%%

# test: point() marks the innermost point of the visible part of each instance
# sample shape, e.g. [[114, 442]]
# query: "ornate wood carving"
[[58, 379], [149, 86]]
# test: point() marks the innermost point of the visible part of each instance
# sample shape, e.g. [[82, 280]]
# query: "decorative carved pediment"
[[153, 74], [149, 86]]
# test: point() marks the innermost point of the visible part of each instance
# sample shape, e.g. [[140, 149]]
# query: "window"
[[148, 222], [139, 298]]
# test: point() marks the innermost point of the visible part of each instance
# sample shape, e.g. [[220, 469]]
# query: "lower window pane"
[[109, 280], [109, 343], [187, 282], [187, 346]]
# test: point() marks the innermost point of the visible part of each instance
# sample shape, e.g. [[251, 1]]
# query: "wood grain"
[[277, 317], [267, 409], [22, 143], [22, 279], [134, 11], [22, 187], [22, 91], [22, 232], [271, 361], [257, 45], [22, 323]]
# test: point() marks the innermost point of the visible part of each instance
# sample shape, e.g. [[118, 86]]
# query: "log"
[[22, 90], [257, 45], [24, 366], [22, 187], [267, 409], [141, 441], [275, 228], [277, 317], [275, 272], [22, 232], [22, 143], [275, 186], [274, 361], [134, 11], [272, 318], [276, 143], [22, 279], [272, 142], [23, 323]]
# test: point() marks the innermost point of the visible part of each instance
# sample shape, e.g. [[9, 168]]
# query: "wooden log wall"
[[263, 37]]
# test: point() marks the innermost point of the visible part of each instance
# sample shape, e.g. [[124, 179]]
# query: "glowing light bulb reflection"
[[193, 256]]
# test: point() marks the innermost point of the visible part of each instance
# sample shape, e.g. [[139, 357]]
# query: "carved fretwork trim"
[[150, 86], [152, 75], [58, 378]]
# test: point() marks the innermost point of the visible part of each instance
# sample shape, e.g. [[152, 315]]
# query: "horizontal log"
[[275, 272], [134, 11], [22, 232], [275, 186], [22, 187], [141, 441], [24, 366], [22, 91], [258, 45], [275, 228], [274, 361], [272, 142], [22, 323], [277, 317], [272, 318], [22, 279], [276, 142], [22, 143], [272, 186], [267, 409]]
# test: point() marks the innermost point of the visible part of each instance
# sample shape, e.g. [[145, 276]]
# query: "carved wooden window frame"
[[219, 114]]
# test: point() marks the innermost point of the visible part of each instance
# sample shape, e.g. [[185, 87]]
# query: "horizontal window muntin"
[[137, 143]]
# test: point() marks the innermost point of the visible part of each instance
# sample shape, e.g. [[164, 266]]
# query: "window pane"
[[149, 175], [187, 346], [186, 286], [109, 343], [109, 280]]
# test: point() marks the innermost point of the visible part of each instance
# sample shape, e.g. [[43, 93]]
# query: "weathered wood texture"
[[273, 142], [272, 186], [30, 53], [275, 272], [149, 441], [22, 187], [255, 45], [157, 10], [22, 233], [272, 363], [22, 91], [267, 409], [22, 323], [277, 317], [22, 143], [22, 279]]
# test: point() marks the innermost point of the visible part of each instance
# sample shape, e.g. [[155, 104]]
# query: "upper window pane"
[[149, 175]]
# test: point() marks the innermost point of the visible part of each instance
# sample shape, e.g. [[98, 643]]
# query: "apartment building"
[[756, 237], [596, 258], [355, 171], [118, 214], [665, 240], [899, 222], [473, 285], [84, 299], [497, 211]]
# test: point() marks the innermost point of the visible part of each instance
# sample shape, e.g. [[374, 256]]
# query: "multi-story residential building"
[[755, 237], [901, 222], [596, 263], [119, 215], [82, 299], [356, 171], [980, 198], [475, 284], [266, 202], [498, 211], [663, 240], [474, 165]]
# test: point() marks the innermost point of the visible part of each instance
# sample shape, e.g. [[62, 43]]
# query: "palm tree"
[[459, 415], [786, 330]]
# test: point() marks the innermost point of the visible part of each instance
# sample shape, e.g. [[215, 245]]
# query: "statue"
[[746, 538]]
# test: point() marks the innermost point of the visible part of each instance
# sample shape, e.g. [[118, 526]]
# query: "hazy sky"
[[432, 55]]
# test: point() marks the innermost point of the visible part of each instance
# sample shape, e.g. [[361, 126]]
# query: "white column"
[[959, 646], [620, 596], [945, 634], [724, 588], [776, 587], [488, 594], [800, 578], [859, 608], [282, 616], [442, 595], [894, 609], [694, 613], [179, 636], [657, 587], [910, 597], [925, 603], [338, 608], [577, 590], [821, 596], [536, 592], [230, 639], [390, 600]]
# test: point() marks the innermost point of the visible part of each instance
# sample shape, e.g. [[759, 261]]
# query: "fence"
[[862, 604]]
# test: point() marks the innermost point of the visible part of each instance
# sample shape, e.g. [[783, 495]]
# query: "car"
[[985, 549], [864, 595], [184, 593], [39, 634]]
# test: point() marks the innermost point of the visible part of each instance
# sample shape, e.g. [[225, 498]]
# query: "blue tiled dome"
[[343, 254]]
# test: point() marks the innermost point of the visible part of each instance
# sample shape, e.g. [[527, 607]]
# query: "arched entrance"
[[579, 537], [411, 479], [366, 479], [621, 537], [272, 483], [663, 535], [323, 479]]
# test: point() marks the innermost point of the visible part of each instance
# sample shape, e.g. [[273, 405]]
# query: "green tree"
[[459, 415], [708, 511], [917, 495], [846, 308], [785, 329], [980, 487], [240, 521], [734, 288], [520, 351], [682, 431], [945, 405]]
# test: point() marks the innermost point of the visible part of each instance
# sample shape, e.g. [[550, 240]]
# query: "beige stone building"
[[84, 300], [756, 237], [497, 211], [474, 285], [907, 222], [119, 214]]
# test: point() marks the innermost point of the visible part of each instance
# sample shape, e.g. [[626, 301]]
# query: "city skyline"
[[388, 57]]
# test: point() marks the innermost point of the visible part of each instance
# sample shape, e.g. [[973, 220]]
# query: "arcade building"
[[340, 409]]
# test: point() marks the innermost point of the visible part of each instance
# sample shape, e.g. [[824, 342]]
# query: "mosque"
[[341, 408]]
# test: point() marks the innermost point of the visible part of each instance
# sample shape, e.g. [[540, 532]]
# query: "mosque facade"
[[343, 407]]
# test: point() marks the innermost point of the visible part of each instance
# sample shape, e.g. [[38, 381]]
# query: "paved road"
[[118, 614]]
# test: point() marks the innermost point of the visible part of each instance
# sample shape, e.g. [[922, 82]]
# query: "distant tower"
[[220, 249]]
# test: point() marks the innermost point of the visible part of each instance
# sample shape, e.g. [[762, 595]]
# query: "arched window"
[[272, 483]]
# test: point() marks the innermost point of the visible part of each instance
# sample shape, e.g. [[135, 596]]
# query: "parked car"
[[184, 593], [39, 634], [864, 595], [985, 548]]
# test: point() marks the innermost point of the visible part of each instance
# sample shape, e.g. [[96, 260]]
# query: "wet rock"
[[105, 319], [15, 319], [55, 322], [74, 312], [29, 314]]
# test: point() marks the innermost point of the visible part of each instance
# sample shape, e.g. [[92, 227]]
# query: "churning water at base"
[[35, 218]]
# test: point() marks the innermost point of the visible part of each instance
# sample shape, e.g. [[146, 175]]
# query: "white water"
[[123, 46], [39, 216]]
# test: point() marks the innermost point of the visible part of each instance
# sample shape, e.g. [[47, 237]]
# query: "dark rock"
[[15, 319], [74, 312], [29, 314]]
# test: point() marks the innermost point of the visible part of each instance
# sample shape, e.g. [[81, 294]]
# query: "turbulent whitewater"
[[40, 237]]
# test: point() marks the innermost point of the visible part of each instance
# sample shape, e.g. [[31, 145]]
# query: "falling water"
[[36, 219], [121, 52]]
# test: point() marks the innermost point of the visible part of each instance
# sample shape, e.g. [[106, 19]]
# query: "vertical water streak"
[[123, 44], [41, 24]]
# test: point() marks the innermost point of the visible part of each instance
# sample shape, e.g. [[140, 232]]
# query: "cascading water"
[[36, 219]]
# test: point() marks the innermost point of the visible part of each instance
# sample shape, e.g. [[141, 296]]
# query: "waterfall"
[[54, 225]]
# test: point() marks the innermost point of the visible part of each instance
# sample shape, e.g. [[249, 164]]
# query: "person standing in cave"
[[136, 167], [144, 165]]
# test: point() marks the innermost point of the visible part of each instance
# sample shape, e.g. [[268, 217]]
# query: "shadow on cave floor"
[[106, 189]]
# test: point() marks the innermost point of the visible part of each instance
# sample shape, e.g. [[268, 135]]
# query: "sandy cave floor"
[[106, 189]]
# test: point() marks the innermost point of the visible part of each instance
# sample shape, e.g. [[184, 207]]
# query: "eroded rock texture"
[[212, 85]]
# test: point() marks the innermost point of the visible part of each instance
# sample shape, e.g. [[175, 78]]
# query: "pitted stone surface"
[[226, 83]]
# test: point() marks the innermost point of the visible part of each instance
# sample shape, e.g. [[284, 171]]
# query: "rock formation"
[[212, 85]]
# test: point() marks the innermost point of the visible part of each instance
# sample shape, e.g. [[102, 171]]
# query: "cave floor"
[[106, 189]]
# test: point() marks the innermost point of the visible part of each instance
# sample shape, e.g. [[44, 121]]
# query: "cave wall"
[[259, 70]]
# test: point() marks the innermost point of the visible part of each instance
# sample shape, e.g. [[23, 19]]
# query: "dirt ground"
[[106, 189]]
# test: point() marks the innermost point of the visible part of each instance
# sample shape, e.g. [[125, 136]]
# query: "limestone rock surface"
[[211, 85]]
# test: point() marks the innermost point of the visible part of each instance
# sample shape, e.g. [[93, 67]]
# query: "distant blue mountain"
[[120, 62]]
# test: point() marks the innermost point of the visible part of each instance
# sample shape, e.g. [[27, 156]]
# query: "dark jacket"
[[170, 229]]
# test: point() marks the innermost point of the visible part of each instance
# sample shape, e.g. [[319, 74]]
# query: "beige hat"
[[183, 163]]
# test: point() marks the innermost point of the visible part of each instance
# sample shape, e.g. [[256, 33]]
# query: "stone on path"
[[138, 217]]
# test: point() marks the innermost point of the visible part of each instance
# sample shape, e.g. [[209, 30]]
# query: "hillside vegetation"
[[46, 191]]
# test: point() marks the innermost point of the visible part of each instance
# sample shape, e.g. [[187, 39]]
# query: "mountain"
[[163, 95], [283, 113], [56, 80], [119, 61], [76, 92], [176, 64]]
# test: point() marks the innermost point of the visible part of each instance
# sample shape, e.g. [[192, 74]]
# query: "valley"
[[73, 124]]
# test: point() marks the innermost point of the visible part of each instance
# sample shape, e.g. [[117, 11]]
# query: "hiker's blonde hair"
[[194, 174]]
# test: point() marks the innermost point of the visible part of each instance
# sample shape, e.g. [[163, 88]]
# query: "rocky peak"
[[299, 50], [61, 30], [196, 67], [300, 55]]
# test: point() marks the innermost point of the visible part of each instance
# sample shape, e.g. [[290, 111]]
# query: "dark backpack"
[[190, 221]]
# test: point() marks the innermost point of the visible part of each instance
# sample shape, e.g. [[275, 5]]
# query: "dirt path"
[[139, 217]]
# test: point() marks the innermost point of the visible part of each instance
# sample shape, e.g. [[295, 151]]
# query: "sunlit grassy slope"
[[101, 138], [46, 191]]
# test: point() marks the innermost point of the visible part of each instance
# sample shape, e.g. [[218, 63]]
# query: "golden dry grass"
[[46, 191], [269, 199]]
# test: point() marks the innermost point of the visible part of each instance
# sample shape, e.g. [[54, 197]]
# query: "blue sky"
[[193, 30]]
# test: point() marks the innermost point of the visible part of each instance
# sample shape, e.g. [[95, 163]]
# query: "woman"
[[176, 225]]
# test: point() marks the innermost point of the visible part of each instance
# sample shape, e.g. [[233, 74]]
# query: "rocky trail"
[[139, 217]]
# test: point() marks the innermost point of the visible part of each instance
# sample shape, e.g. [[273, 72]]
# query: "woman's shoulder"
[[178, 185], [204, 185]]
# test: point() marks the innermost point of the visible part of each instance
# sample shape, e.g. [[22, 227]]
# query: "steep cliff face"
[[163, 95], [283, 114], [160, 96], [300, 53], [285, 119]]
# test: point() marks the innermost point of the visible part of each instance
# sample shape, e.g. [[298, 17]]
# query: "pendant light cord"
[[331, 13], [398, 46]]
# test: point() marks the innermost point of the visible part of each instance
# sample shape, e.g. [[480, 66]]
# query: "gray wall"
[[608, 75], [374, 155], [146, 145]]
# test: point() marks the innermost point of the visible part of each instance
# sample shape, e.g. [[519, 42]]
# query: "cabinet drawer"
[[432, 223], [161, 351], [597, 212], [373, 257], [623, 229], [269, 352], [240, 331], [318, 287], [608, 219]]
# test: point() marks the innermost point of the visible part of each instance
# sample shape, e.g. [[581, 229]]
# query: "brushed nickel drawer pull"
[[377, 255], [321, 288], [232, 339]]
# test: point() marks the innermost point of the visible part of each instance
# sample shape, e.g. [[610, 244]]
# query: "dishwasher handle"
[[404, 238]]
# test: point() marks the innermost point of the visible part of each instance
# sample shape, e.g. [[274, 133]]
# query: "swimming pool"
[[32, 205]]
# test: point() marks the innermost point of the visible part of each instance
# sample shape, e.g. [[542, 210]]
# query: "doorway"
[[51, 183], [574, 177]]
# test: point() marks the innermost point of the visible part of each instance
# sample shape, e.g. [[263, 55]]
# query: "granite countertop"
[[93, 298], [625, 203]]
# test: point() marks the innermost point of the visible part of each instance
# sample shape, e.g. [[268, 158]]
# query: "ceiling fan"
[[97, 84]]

%%

### The problem
Within the material above, transcribe exactly the lines that run from the line holding "# sample shape, e.g. [[550, 240]]" through the line holding "# sample shape, e.g. [[762, 595]]".

### Solution to this exercise
# sample shape, e.g. [[550, 240]]
# query: "beige stone building"
[[84, 300], [756, 237], [497, 211], [474, 285], [907, 222], [119, 214]]
# test: point() marks the innermost point of the visible part of each instance
# sample shape, e.g. [[626, 301]]
# query: "city skyline"
[[388, 57]]
# test: point() marks the innermost point of the visible part of each instance
# sample shape, e.g. [[973, 220]]
# query: "arcade building"
[[340, 409]]
# test: point() marks the innermost point of the visible part of each instance
# sample shape, e.g. [[824, 342]]
# query: "mosque"
[[341, 408]]
# test: point() marks the innermost point of the visible part of each instance
# sample shape, e.g. [[540, 532]]
# query: "mosque facade"
[[343, 407]]
# test: point() marks the innermost point of the visible part of each instance
# sample shape, e.g. [[38, 381]]
# query: "paved road"
[[118, 614]]
# test: point() marks the innermost point of the visible part of each instance
# sample shape, e.g. [[922, 82]]
# query: "distant tower"
[[220, 249]]
# test: point() marks the innermost point of the visible part of each instance
# sample shape, e.g. [[762, 595]]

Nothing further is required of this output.